As indicated in the table above, public companies must have at least two outside directors, and private companies must have at least one director.
Outside directors in public companies are usually appointed for a term of 3 years and may be reappointed for two additional terms of 3 years each thereafter.
Termination of office shall occur in certain circumstance according to the Act, including where the director has been convicted by final judgment of an offence; becomes bankrupt; or breaches one of their duties to the company.
The general managers of a company are responsible for managing the day-to-day business. They can exercise all managerial and executive powers unless otherwise granted to another organ by the Act or articles of association. They shall be subject to supervision by the board of directors. They have a duty to report to the board any extraordinary matter which is of significance to the company, and any other matters at the times and extent determined by the board.
General managers as office holders also owe a duty of care and have a fiduciary duty to the company similar to directors.
For private companies, there may be one or more general managers. Where none are appointed the company shall be managed by the board of directors.
Appointment and Removal
General managers shall be appointed and dismissed by the board of directors unless indicated otherwise by the articles of association.
A company must appoint an auditor to audit its annual financial reports and express an opinion on them. This is referred to as “the act of audit” by the Act. Several auditors may also be appointed at once as joint auditors.
Auditors have a duty to report to the board when they become aware of substantial defects in the inspection of company accounts. They must also give an opinion on financial reports for which they are liable.
Auditors must be independent of the company, both directly and indirectly and in accordance with the necessary provisions prescribed by the Minister of Justice. Furthermore, where dependence exists the auditor’s employment must be notified immediately and a general meeting convened in order to determine termination of service at which time the auditor will have a reasonable opportunity to make their position known.

Point annotation records
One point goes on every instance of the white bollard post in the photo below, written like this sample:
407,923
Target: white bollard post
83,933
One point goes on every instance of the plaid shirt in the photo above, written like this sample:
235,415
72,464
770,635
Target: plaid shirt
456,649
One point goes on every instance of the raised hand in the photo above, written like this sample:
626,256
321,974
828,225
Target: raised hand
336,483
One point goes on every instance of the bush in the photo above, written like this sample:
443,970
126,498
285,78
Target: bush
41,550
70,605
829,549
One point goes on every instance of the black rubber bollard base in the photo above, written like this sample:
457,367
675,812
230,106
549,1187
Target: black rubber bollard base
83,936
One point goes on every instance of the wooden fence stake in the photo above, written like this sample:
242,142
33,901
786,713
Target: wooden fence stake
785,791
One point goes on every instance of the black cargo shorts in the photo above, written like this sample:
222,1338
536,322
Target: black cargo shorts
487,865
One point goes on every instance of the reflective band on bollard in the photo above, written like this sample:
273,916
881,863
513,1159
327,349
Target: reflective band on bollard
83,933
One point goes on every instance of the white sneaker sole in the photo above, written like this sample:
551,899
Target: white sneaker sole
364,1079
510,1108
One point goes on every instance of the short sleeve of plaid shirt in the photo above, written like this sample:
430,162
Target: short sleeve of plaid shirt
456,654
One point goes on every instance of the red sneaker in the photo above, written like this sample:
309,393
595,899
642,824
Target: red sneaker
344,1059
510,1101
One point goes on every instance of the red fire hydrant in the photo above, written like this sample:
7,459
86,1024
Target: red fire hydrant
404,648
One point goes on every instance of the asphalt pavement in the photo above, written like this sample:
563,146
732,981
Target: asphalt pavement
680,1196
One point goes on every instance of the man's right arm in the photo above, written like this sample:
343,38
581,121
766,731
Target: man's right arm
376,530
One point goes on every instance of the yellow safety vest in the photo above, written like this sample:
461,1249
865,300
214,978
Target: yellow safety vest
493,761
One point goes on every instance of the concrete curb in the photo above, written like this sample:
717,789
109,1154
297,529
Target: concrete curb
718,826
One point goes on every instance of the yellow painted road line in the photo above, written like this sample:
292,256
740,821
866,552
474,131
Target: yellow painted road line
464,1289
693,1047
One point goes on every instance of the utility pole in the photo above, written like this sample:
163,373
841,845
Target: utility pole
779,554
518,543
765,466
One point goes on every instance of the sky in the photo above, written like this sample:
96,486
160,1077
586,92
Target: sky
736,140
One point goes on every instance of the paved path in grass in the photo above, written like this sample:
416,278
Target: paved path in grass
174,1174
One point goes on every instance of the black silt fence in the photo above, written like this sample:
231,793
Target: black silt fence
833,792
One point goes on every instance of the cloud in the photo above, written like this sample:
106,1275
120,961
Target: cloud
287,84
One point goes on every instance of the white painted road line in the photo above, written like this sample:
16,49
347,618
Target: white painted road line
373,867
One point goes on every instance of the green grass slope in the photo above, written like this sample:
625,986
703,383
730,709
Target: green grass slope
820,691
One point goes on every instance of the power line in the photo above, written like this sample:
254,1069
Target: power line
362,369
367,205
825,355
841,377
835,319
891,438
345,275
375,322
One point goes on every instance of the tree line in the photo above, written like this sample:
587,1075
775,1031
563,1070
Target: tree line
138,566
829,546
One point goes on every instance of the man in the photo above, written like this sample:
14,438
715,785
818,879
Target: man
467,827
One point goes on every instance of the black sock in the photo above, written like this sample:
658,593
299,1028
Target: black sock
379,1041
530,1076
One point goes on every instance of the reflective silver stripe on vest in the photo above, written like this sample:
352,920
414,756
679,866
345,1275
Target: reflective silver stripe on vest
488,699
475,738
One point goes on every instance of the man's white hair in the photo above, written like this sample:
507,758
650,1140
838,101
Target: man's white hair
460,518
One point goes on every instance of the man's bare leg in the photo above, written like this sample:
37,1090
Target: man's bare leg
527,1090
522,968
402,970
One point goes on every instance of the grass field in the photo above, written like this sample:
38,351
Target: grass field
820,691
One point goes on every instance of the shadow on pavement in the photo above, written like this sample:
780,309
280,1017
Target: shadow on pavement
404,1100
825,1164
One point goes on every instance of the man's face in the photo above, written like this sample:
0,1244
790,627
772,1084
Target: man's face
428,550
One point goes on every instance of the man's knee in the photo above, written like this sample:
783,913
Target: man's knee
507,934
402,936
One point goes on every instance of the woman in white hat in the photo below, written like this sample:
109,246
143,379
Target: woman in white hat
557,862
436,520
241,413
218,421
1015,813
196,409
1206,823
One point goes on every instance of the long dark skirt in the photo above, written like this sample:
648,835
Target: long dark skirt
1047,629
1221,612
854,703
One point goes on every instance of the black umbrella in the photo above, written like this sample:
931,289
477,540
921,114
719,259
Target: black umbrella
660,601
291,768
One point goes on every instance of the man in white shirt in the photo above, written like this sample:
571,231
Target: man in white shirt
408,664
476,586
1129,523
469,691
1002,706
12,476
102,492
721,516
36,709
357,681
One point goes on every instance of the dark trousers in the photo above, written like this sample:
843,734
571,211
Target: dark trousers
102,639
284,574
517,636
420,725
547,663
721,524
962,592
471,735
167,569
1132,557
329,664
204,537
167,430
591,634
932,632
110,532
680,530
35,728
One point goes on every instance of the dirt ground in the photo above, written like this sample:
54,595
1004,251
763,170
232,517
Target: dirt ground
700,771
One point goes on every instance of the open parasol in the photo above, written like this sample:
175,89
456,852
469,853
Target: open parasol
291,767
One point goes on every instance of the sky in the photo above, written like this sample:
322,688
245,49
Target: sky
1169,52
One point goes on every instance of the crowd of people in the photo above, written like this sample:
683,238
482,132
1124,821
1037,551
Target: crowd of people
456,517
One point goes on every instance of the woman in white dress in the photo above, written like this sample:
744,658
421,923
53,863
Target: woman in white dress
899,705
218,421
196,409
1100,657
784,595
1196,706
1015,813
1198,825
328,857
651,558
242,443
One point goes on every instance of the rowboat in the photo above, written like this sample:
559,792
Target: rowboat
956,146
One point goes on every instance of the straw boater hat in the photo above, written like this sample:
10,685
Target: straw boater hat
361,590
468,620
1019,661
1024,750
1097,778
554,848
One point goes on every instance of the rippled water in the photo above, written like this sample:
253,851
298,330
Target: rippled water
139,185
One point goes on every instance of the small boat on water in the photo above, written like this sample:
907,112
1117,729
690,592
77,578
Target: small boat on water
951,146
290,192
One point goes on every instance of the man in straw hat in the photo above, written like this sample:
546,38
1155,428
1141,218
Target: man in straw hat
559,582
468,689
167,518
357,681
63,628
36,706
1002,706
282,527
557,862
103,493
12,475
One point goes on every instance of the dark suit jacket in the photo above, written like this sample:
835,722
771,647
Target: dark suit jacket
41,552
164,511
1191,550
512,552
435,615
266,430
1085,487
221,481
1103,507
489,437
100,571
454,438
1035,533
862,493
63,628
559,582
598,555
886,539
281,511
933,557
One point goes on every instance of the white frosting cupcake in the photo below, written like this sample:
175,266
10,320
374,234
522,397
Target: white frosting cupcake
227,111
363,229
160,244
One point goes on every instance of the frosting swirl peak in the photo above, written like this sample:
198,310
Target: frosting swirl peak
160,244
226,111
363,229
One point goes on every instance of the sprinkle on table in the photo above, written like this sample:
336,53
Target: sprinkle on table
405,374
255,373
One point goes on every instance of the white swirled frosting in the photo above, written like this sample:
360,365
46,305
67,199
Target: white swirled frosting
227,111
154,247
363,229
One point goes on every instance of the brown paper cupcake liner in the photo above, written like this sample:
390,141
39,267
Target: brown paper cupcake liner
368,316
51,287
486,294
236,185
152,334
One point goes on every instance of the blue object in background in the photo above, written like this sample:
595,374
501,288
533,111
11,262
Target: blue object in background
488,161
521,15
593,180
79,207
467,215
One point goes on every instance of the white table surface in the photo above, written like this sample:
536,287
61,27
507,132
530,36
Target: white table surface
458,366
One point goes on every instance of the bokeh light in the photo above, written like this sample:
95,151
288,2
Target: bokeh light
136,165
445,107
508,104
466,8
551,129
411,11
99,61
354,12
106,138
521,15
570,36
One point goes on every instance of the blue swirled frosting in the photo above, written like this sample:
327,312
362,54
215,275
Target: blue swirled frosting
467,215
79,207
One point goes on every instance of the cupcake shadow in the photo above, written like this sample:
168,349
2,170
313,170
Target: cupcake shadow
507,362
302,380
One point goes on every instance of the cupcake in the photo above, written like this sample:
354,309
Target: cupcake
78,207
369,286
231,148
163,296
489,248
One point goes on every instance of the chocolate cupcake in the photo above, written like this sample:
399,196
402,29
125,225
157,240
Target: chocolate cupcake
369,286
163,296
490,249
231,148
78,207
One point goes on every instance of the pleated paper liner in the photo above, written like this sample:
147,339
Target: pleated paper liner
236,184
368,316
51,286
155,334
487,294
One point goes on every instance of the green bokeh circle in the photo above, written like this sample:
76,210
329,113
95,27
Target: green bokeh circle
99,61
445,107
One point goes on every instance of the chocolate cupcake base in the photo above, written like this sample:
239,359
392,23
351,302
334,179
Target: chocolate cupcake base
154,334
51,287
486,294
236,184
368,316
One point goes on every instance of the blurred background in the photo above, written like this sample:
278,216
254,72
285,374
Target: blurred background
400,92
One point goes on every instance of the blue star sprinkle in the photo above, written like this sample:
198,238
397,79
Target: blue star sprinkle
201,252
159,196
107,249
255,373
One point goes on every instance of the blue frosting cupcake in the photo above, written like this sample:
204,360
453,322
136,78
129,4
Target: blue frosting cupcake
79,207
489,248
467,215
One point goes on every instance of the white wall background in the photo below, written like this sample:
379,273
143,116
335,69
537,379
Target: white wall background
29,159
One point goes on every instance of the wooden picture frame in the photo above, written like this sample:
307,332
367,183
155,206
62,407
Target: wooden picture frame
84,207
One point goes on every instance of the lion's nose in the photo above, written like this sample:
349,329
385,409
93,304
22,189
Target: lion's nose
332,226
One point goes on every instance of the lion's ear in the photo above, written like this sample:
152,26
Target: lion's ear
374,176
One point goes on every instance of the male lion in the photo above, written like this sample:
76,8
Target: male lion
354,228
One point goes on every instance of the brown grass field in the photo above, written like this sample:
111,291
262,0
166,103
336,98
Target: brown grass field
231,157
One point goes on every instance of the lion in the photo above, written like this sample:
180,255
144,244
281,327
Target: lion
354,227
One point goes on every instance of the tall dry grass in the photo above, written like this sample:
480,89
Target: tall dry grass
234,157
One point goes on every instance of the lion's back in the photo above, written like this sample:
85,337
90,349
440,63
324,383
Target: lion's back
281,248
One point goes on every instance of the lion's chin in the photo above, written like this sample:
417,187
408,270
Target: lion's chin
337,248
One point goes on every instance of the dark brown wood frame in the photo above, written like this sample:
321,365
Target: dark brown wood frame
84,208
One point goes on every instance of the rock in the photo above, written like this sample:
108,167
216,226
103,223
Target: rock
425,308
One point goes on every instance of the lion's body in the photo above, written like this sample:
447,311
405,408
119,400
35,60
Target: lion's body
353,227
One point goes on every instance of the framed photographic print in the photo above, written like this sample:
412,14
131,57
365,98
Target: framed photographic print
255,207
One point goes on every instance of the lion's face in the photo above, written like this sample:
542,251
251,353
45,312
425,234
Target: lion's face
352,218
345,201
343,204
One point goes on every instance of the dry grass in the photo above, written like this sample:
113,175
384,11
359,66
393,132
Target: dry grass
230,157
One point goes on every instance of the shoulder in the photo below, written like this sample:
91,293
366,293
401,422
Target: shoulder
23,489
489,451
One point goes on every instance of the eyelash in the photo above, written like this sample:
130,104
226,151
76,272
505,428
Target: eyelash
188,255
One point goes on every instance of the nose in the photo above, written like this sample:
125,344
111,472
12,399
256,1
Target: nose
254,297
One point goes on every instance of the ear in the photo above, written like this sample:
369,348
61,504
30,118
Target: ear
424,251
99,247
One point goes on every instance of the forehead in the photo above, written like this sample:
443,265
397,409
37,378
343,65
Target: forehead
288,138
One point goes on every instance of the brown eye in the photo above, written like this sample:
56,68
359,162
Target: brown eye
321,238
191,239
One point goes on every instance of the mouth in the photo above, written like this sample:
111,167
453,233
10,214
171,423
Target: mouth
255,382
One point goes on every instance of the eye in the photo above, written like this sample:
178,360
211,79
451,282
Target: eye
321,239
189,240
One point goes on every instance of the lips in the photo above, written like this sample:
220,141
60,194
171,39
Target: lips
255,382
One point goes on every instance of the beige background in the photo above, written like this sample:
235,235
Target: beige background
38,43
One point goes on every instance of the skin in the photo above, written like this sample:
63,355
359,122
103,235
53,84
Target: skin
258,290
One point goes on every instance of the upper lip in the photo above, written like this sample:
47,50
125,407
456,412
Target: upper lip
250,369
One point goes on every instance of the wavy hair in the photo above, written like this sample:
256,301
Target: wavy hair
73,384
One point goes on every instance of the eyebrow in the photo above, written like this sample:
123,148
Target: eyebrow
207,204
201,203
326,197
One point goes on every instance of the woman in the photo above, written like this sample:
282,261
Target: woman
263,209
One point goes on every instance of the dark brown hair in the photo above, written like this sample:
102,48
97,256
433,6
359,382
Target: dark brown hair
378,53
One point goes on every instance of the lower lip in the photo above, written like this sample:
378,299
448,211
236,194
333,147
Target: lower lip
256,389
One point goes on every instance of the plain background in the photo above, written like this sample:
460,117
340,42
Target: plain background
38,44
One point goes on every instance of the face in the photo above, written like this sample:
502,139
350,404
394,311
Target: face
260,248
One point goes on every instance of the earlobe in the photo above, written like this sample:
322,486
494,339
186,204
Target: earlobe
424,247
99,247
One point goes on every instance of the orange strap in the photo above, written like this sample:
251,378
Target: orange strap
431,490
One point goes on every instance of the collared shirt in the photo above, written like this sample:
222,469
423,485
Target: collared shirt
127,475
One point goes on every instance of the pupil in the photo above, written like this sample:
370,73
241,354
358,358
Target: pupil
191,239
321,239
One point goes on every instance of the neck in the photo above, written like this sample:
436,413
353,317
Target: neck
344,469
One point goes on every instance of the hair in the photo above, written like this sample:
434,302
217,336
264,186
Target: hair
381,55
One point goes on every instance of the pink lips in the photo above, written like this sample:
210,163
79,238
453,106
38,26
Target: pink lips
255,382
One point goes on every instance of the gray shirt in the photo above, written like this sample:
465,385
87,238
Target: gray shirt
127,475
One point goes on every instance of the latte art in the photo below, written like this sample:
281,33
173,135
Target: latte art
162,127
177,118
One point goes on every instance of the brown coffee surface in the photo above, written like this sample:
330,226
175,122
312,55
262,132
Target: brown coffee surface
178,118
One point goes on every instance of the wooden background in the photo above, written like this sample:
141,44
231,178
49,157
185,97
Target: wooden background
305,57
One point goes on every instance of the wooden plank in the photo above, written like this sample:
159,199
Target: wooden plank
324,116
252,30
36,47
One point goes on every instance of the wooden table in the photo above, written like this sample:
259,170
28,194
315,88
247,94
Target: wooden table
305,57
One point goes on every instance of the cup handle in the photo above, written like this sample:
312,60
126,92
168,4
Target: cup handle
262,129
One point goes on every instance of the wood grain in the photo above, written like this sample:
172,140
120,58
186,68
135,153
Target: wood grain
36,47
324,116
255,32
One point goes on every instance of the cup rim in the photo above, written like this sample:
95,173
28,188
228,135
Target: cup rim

- Stated task 1 -
Echo the passage on company officers word for word, starting at the words containing "As indicated in" and ending with "to the company.".
- Stated task 2 -
In the passage on company officers, who appoints and dismisses general managers when the articles of association say nothing different?

- Response 1 -
As indicated in the table above, public companies must have at least two outside directors, and private companies must have at least one director.
Outside directors in public companies are usually appointed for a term of 3 years and may be reappointed for two additional terms of 3 years each thereafter.
Termination of office shall occur in certain circumstance according to the Act, including where the director has been convicted by final judgment of an offence; becomes bankrupt; or breaches one of their duties to the company.

- Response 2 -
The board of directors.